→ Source material:
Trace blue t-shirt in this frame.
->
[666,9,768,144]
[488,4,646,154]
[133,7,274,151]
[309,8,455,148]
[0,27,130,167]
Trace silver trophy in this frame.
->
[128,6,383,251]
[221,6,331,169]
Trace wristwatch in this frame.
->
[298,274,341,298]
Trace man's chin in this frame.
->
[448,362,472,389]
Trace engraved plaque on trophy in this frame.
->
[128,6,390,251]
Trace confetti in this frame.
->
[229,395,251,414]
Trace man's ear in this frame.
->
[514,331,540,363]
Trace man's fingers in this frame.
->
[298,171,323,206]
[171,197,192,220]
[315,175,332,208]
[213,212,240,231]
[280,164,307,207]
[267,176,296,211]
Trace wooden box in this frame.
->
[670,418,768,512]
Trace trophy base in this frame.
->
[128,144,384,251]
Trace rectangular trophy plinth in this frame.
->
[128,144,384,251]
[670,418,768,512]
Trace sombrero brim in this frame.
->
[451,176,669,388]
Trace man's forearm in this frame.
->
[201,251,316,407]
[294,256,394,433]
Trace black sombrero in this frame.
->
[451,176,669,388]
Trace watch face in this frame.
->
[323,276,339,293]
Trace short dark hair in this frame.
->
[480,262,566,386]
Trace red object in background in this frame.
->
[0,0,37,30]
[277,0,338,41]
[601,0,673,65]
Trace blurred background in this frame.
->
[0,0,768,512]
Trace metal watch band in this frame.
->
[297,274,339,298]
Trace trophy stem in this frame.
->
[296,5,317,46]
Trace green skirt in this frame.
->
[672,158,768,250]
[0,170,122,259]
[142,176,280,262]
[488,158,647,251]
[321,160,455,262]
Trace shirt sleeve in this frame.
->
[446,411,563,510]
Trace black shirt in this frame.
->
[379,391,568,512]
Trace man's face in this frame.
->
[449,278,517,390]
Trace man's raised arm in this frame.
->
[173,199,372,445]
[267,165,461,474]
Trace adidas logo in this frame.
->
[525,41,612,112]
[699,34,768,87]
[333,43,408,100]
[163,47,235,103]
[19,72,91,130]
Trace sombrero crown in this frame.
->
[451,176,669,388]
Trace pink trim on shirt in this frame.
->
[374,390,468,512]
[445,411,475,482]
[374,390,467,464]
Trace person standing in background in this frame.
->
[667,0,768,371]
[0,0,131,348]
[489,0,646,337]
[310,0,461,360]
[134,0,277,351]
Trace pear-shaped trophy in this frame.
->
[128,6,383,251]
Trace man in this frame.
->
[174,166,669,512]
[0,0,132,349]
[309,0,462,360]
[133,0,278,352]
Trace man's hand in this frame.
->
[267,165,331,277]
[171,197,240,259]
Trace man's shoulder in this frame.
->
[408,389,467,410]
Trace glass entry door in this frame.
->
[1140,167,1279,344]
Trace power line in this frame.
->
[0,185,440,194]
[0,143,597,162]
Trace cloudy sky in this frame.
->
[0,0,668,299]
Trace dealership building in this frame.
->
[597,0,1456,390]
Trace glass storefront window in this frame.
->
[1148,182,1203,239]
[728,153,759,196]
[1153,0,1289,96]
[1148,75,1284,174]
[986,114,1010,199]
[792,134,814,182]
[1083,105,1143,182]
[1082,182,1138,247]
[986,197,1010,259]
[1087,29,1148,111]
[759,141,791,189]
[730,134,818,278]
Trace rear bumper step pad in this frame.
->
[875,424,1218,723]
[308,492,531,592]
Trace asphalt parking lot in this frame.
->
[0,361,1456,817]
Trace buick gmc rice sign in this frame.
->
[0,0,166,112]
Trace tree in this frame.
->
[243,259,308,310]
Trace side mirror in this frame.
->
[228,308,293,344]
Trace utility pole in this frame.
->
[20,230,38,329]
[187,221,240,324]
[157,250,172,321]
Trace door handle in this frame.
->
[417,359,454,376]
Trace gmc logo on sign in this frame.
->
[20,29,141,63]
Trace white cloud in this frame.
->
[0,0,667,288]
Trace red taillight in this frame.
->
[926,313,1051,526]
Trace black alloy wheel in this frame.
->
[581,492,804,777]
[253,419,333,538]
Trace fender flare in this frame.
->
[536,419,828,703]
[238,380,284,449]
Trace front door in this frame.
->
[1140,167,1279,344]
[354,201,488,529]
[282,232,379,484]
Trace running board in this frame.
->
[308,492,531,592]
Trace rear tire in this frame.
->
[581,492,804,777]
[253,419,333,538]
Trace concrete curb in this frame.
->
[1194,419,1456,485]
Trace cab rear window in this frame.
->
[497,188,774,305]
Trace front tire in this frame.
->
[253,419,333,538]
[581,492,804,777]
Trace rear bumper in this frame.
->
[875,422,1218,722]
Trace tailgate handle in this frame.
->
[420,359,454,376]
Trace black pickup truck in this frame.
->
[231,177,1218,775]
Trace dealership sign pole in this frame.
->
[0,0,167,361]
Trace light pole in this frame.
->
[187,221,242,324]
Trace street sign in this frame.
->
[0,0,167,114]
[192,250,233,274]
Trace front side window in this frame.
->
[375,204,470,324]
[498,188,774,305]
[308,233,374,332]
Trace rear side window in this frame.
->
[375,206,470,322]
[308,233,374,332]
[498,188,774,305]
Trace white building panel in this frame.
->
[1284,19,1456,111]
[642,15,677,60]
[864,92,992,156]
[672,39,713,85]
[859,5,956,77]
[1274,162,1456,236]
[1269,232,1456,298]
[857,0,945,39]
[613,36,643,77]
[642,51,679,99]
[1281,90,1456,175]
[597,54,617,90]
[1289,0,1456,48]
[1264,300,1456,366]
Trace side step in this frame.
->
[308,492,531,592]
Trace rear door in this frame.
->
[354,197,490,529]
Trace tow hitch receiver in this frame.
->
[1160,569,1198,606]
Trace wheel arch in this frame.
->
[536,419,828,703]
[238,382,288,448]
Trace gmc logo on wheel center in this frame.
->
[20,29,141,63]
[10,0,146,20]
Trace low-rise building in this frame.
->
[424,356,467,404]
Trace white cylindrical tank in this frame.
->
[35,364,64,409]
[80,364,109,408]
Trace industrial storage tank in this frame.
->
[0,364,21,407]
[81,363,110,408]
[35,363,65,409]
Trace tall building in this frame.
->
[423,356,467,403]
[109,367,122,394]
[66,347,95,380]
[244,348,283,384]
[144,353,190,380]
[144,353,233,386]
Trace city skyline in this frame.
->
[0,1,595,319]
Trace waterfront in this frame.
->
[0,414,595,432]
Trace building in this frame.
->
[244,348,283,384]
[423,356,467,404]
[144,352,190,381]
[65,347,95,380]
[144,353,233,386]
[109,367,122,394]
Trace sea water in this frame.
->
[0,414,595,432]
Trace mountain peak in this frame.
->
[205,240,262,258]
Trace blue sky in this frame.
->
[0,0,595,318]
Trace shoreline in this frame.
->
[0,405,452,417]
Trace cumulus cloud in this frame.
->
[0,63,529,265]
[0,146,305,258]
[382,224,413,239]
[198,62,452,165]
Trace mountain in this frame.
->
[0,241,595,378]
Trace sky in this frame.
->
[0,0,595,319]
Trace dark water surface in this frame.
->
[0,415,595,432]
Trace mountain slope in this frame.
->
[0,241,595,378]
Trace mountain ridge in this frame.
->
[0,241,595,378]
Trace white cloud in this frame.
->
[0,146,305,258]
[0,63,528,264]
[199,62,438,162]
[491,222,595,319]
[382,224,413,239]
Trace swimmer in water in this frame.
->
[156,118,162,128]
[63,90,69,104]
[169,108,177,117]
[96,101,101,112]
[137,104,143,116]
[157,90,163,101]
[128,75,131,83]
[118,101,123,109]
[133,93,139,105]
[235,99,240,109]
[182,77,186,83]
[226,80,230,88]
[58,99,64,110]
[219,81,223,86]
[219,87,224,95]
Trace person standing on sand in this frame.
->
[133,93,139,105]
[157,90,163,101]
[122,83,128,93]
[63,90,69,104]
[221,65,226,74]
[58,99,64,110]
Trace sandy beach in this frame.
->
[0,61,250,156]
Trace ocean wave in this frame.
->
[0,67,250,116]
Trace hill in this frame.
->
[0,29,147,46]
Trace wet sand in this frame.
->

→ Instructions for the task:
Could you render the data between the lines holding "Trace engraved plaque" and "[374,390,467,464]", inclusive, as a JSON list of strings with one string per line and no blank lines?

→ Final answer:
[
  "Trace engraved plaque on trophy in this frame.",
  "->",
  "[128,6,390,251]",
  "Trace confetti in this frame.",
  "->",
  "[229,395,251,414]",
  "Trace man's ear in this frame.",
  "->",
  "[514,331,540,363]",
  "Trace man's fingers in this frame.",
  "->",
  "[298,171,323,206]",
  "[171,197,192,220]",
  "[315,175,332,208]",
  "[213,212,240,231]",
  "[280,164,307,207]",
  "[267,176,296,211]",
  "Trace wooden box in this frame.",
  "->",
  "[670,418,768,512]",
  "Trace trophy base in this frame.",
  "->",
  "[128,144,384,251]",
  "Trace rectangular trophy plinth in this frame.",
  "->",
  "[128,144,384,251]",
  "[670,418,768,512]",
  "Trace sombrero brim in this frame.",
  "->",
  "[451,176,669,388]",
  "Trace man's forearm in this frame.",
  "->",
  "[201,251,316,407]",
  "[294,256,394,433]",
  "Trace black sombrero in this frame.",
  "->",
  "[451,176,669,388]",
  "Trace watch face in this frame.",
  "->",
  "[323,276,339,293]",
  "Trace short dark hair in this frame.",
  "->",
  "[480,262,566,386]",
  "Trace red object in background in this frame.",
  "->",
  "[0,0,37,30]",
  "[277,0,338,41]",
  "[601,0,673,65]",
  "Trace blurred background in this frame.",
  "->",
  "[0,0,768,512]",
  "Trace metal watch band in this frame.",
  "->",
  "[297,274,339,298]",
  "Trace trophy stem in this frame.",
  "->",
  "[296,5,317,46]",
  "Trace green skirt in this frame.",
  "->",
  "[672,158,768,250]",
  "[0,170,122,259]",
  "[142,176,280,262]",
  "[488,158,647,251]",
  "[321,160,455,262]",
  "Trace shirt sleeve in this frame.",
  "->",
  "[446,411,563,510]",
  "Trace black shirt in this frame.",
  "->",
  "[379,391,568,512]",
  "Trace man's face in this frame.",
  "->",
  "[449,278,517,390]",
  "Trace man's raised arm in this frame.",
  "->",
  "[173,199,372,445]",
  "[267,165,461,474]",
  "Trace adidas logo in this frame.",
  "->",
  "[525,41,612,112]",
  "[699,34,768,87]",
  "[333,43,408,100]",
  "[163,47,235,103]",
  "[19,72,91,130]",
  "Trace sombrero crown in this frame.",
  "->",
  "[451,176,669,388]",
  "Trace pink trim on shirt in this frame.",
  "->",
  "[374,390,468,512]",
  "[445,411,475,482]",
  "[374,390,467,464]"
]